## MATERIAL FOR THIS EXERCISE
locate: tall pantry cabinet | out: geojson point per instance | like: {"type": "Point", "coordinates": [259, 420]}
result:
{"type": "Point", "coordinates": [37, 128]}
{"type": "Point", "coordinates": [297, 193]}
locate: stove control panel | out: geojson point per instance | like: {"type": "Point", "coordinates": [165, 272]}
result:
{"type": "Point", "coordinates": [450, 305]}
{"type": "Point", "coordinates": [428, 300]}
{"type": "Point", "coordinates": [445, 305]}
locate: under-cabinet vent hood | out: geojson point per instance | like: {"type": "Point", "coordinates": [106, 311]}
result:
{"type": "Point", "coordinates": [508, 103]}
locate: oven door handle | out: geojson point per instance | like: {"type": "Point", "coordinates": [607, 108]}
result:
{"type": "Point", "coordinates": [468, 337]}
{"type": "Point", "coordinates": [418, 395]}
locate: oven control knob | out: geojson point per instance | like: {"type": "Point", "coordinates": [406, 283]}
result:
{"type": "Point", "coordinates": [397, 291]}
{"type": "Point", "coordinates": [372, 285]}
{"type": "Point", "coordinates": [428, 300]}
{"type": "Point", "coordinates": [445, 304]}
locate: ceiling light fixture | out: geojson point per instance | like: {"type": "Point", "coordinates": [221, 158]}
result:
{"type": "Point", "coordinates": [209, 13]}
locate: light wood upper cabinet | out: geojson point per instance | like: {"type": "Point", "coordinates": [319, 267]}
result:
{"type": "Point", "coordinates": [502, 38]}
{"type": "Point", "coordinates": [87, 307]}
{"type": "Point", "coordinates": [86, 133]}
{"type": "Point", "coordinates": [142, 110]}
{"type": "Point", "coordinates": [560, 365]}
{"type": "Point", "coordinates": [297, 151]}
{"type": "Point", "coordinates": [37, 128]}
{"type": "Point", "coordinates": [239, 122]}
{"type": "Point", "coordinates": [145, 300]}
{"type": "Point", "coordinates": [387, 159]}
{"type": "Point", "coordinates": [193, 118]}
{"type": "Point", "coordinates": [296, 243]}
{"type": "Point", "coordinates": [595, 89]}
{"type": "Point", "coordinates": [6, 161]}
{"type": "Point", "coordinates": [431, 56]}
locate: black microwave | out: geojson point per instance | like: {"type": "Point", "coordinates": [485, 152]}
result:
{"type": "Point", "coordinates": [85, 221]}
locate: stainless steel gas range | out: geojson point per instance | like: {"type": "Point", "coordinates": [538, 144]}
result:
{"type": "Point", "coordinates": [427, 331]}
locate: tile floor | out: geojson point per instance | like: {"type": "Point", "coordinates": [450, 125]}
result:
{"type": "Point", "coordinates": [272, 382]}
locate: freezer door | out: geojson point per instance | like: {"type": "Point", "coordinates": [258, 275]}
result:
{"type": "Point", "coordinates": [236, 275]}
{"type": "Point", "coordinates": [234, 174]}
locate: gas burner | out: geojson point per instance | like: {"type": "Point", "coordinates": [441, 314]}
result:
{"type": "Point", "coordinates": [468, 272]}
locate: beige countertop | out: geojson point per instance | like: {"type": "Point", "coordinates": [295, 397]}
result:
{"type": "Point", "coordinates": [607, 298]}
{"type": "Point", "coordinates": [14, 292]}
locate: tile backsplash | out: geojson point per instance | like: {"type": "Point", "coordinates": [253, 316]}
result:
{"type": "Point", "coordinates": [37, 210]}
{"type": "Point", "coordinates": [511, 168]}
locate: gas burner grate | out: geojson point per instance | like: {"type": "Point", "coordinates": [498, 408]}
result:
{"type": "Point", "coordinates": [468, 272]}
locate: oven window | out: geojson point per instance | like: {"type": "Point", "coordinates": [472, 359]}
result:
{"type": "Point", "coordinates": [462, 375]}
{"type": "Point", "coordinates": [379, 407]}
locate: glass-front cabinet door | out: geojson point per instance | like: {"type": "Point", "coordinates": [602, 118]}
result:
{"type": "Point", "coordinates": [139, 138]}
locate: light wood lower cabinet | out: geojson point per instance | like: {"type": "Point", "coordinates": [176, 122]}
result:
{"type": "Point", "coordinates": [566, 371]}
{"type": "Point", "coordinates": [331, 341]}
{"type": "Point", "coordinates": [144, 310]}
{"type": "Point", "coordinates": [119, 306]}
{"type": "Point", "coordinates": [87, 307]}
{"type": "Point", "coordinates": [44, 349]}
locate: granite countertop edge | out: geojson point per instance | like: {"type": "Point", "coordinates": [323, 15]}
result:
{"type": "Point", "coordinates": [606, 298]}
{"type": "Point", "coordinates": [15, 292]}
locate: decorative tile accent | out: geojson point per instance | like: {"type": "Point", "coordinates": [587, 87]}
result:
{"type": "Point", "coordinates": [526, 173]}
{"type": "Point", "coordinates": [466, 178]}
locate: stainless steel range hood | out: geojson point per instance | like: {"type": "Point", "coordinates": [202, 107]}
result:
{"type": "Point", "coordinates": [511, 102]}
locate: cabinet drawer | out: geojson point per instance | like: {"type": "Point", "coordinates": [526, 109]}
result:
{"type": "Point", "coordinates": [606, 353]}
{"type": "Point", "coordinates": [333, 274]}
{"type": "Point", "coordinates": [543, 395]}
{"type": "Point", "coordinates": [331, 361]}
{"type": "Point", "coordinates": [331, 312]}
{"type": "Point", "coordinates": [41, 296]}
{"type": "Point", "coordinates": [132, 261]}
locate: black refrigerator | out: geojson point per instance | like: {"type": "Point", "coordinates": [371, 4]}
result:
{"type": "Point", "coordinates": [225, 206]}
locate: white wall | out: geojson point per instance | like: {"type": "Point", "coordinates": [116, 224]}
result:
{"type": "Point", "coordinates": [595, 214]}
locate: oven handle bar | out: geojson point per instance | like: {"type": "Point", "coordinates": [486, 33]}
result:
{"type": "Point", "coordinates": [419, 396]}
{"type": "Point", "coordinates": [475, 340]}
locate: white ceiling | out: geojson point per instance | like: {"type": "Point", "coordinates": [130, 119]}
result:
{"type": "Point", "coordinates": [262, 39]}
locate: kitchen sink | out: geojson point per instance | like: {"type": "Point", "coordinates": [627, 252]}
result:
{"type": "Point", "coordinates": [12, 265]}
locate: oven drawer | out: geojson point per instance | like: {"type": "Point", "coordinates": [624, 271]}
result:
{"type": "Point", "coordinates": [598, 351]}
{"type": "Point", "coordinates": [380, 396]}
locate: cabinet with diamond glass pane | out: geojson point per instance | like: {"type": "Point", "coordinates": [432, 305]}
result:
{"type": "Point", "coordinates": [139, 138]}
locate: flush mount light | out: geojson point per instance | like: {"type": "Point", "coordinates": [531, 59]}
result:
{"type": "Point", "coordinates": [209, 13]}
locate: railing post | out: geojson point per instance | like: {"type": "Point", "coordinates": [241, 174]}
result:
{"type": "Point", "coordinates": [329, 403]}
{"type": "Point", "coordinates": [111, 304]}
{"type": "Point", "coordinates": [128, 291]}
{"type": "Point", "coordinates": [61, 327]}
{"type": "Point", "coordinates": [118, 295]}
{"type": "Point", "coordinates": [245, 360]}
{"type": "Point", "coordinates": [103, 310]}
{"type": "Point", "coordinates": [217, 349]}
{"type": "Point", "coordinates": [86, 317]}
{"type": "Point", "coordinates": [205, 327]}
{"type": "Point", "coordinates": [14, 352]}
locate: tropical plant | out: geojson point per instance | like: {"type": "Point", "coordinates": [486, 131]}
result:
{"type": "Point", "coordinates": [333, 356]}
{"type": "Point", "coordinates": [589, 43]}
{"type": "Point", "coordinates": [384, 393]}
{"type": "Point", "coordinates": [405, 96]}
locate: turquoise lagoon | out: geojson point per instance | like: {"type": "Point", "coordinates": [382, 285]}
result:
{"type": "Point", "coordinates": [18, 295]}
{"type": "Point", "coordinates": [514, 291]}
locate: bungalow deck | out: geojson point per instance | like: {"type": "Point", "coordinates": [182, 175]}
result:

## EXERCISE REQUIREMENTS
Exactly the lines above from the one with "locate: tile floor" to the one with "locate: freezer door", both included, are to be quoted; leave the rest out.

## RESULT BELOW
locate: tile floor | out: geojson point per instance | like: {"type": "Point", "coordinates": [450, 125]}
result:
{"type": "Point", "coordinates": [272, 382]}
locate: freezer door | out: geojson point per instance | like: {"type": "Point", "coordinates": [258, 275]}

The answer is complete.